** YOUR TASK **
Pull out each line of the data below that contains the word "cabinet", copying every such line in full. Only count a match if its capital and small letters are the same.
━━━━━ LISTED ENTRIES ━━━━━
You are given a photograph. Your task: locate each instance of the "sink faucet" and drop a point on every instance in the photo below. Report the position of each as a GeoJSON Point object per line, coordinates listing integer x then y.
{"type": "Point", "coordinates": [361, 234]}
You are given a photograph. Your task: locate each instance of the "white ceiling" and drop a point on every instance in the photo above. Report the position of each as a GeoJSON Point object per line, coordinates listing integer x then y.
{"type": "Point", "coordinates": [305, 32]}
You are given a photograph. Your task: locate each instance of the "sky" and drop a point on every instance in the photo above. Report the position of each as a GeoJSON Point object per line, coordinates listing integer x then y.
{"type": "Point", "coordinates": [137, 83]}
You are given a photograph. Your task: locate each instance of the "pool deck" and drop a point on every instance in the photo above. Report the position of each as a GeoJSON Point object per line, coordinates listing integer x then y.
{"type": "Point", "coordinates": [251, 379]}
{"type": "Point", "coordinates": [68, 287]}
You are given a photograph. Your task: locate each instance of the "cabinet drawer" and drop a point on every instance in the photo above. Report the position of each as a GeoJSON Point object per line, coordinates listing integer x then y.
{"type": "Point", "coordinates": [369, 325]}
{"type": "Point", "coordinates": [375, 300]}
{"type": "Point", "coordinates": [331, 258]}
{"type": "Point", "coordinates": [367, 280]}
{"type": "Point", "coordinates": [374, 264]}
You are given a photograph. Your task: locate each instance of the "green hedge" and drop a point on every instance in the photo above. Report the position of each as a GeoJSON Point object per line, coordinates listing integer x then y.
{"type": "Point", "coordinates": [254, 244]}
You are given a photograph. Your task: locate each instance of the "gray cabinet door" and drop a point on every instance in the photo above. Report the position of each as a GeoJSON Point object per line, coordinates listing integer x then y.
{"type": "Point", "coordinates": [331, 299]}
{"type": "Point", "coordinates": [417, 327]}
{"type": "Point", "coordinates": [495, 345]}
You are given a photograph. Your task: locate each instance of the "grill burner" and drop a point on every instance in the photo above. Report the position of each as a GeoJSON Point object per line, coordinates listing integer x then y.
━━━━━
** ANSWER **
You are given a photograph. Your task: locate each instance of the "cabinet drawer" and drop a point on every instance in the photo above. Report the position of each as a GeoJSON Point object per line, coordinates listing integer x then y.
You are given a photograph. Your task: locate each instance of the "gray cabinet door" and drop a point on every instance in the photo above. Report the position of each as a GeoJSON Point object per line, coordinates listing integer x then y.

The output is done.